++++ Supplied text ++++

So I encourage you all to come out this Friday evening and experience a cinematic master at work. The film is under 45 minutes long, there will be live organ accompaniment, and it is FREE! And maybe you, too, will go gaga for Buster.

“Bunny Lake is Missing”
(U.K., D.: Otto Preminger, 1965)
Saturday, Nov. 18, 8 p.m. FREE!

No, Bunny Lake is not a body of water. But she is missing. Single mom Ann Lake (Carol Lynley) goes to pick up her sweet-faced daughter Bunny (Suky Appleby) from her first day at nursery school, only to find she has mysteriously gone missing. The worst part is no one else seems to remember seeing Bunny, or even believes she ever existed. Laurence Olivier is the police officer who must find the little girl, or determine whether she is merely a figment of her mother’s imagination. Preminger guides the viewer into a disturbing and frightening web of deception and madness, in which the viewer is always on edge and never sure what to believe. This brilliant psychological thriller verifies that they really don’t make ’em like they used to. The film puts any M. Night Shyamalan contrivance to shame; it breaks the “Unbreakable,” burns down “The Village,” and throws back “The Lady in the Water.” Move over “Sixth Sense,” ’cause “Bunny Lake is Missing.”

“La Jetée”
(France, D.: Chris Marker, 1962)
“12 Monkeys”
(U.S., D.: Terry Gilliam, 1995)
Wednesday, Nov. 29, 8 p.m. $4

Chris Marker’s “La Jetée” provides a unique viewing experience of haunting lyricism and horrifying beauty as it blurs the line between memory and reality, probing into the concreteness of time itself. Set below a post WWIII Paris devastated from nuclear warfare, “La Jetée” follows a time traveler sent through time in hopes to save the present. Marker assembles his 28-minute film as a photomontage of black-and-white images, which dreamily slowly dissolve into one another. “La Jetée” stands as one of the most staggering and influential of the science fiction genre, and is the main inspiration of Terry Gilliam’s “12 Monkeys.” Gilliam builds on Marker’s short film and deepens it with his own disquieting, dark vision. Like its precursor, “12 Monkeys” is provocative and mind-bending as it paints a brutally grim vision of the future. The film starts in the year 2035, when people must live underground after a viral outbreak in 1997 annihilated all but one percent of the human population. Bruce Willis is sent into the past to try to gather information concerning the virus he has contracted, leaving him as a patient in a mental hospital. There, he meets a psychiatrist (Madeline Stowe) and fellow patient (Brad Pitt, who gives a terrific performance). With their help, he manages to escape and uncover the mysteries of the future holocaust and encounters them repeatedly throughout the film as he travels further into the past, and to the future. Interestingly, “12 Monkeys” shares “La Jetée’s” tribute to Hitchcock’s masterpiece “Vertigo,” also about the restructuring of the past in an often-perplexing, dizzying spiral of style and narrative twists. Both “12 Monkeys” and “La Jetée” stand on their own as potently stirring films, and watching them back to back should be quite a stimulating experience.

++++ Recorded information ++++

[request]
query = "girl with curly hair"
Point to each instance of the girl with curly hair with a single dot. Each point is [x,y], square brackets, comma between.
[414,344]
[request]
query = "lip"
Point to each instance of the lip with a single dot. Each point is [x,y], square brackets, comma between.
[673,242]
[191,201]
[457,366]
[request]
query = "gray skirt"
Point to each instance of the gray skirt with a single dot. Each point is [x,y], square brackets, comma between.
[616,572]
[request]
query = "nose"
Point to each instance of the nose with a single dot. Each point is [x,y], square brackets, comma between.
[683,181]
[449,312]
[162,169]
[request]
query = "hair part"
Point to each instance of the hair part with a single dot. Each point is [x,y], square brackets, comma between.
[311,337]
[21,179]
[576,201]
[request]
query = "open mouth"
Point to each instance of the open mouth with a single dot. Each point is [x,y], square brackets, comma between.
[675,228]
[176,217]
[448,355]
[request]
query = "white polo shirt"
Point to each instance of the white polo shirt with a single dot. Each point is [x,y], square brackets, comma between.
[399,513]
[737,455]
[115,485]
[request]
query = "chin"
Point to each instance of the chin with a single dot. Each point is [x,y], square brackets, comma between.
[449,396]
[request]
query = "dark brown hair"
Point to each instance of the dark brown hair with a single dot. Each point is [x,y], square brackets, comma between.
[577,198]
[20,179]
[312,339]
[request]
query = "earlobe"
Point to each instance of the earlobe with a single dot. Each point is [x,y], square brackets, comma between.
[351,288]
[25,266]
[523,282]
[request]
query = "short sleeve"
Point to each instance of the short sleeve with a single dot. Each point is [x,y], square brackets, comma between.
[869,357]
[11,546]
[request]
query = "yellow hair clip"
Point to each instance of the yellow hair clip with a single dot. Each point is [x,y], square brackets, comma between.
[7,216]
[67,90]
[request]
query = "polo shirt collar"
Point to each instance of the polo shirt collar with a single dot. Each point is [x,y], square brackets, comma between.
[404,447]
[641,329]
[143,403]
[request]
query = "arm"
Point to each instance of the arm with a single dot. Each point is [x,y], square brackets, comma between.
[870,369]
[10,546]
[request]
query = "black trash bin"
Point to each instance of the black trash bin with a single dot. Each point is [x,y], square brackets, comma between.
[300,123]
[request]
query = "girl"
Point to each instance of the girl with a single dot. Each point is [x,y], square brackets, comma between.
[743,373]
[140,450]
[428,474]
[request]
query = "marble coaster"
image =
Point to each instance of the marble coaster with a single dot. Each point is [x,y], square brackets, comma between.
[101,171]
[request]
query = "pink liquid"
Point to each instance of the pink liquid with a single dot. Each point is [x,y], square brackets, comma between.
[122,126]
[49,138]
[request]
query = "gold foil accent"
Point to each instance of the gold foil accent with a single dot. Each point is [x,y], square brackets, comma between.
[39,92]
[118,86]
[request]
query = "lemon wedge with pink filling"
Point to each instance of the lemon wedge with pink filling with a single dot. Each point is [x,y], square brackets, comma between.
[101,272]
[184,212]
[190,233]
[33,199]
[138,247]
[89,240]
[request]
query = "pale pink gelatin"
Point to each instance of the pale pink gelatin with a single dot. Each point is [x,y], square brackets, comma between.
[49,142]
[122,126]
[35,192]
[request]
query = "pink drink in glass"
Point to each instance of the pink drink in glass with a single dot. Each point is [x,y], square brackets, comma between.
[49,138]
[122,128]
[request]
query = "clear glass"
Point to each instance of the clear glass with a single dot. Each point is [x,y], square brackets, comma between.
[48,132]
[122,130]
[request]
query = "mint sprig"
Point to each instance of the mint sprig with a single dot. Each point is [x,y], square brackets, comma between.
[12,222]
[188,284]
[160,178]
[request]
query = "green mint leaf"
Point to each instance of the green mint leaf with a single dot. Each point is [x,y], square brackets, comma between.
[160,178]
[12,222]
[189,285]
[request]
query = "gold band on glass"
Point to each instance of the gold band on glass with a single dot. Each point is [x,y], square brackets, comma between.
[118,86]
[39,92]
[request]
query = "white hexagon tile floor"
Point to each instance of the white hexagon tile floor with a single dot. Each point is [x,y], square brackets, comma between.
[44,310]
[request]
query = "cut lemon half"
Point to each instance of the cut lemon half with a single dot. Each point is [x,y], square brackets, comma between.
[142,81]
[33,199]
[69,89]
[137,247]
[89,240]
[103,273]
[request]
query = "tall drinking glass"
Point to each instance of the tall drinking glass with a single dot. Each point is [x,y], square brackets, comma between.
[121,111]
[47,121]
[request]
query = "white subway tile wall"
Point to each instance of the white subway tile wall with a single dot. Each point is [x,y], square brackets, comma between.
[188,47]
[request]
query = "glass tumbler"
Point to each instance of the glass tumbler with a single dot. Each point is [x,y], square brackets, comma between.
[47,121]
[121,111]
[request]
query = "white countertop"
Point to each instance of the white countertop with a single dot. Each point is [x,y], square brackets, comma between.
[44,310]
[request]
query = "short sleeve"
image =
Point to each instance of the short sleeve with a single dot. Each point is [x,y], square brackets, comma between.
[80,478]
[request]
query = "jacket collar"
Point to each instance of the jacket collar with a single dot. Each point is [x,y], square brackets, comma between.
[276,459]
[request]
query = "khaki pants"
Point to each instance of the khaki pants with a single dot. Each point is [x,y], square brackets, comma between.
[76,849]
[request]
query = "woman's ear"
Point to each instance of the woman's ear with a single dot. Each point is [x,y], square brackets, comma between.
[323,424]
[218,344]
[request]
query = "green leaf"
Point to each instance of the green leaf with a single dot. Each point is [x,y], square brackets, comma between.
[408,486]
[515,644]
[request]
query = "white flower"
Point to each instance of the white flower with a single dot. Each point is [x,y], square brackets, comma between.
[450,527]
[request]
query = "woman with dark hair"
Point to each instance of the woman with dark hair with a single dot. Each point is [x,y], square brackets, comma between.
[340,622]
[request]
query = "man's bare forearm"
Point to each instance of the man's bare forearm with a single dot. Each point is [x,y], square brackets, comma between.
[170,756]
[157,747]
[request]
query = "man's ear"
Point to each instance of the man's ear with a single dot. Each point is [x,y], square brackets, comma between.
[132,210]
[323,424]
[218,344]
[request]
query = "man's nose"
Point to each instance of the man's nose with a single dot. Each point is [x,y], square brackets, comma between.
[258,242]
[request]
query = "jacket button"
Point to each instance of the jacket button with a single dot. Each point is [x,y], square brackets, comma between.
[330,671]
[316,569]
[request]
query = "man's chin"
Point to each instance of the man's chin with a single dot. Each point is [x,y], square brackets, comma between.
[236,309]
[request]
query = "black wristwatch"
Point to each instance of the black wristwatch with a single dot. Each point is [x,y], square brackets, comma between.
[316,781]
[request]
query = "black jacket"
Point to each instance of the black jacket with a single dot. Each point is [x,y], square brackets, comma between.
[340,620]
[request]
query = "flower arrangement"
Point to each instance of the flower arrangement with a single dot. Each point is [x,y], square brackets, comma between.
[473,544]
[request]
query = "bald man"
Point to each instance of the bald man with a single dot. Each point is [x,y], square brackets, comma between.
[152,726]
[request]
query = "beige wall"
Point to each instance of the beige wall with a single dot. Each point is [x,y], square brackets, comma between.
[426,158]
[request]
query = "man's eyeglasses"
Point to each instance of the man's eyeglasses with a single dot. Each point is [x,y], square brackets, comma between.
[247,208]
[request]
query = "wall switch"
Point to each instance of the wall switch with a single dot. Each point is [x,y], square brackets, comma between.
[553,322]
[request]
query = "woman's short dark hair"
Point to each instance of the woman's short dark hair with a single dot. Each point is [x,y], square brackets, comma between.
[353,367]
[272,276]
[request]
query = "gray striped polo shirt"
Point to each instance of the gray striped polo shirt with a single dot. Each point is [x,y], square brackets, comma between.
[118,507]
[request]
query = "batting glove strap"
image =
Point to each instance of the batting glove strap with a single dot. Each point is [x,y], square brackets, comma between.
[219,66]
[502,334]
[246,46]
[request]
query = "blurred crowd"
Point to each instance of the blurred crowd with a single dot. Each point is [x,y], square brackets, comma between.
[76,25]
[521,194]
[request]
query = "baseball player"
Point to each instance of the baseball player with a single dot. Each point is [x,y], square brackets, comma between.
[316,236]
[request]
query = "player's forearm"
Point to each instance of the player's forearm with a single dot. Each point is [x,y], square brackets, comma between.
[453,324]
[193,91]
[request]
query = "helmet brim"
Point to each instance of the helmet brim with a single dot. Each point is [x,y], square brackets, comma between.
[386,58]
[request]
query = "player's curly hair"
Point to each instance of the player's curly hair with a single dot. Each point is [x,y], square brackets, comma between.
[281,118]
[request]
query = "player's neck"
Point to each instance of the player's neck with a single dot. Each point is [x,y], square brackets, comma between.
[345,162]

++++

● Your task
Copy the film series text word for word, starting at "So I encourage" and ending at "Otto Preminger, 1965)". The listing is separate material, unrelated to the film series text.

● Response
So I encourage you all to come out this Friday evening and experience a cinematic master at work. The film is under 45 minutes long, there will be live organ accompaniment, and it is FREE! And maybe you, too, will go gaga for Buster.

“Bunny Lake is Missing”
(U.K., D.: Otto Preminger, 1965)